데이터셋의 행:
================

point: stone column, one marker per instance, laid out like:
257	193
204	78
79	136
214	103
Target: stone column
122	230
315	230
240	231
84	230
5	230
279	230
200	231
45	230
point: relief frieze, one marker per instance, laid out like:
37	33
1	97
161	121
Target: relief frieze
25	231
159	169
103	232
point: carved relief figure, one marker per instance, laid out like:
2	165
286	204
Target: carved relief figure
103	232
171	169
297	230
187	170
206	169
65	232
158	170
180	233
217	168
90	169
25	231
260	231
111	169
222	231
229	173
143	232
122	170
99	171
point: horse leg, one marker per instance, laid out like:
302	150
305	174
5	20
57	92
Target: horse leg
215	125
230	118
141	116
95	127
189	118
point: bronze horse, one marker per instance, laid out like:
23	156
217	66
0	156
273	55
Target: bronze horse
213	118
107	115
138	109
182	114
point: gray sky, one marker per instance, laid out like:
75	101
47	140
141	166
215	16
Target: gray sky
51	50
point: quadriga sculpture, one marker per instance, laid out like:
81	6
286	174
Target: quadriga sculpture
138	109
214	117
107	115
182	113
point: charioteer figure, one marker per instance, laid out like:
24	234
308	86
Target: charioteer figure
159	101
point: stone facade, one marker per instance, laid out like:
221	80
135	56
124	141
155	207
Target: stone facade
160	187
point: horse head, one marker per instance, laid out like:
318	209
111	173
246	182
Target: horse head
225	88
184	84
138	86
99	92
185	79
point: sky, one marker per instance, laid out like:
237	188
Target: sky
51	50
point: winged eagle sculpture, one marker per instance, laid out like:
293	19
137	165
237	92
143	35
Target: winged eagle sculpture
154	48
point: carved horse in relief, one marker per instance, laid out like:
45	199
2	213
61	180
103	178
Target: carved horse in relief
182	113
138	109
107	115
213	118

================

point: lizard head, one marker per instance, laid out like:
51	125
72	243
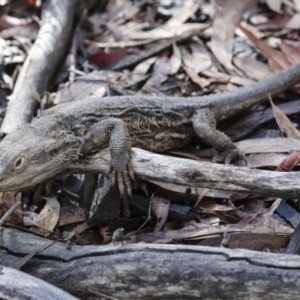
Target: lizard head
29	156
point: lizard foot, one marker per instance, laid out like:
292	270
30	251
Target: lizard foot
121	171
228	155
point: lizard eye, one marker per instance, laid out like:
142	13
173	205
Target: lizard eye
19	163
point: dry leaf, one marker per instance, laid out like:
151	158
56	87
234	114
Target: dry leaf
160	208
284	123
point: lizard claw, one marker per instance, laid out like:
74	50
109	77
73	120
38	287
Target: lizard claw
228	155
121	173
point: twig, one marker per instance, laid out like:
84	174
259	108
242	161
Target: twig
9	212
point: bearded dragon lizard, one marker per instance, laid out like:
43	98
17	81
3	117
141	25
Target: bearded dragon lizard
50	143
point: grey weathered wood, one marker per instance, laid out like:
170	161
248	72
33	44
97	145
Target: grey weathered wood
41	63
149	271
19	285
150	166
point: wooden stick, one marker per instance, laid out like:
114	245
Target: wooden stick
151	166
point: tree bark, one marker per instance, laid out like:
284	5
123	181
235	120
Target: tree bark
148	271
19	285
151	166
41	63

================

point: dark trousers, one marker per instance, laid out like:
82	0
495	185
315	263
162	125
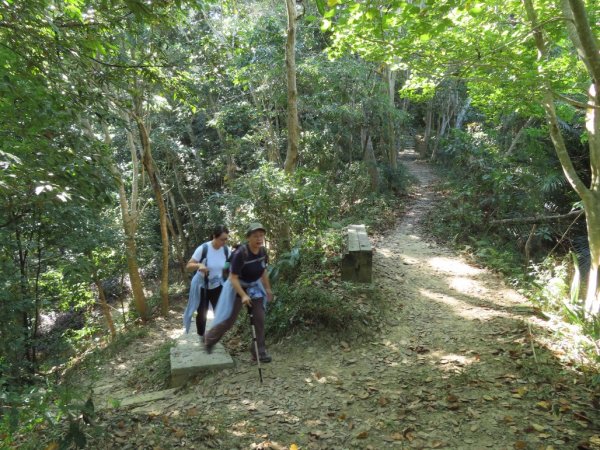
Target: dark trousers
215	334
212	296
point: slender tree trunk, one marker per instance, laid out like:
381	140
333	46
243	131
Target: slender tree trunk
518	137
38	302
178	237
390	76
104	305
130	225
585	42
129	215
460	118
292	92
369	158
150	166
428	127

================

과제 설명: 위 레코드 가운데 다음 문자열이 들어 있는 줄의 수를 세어 숫자만 적어 주세요: "winged".

전체 답안: 2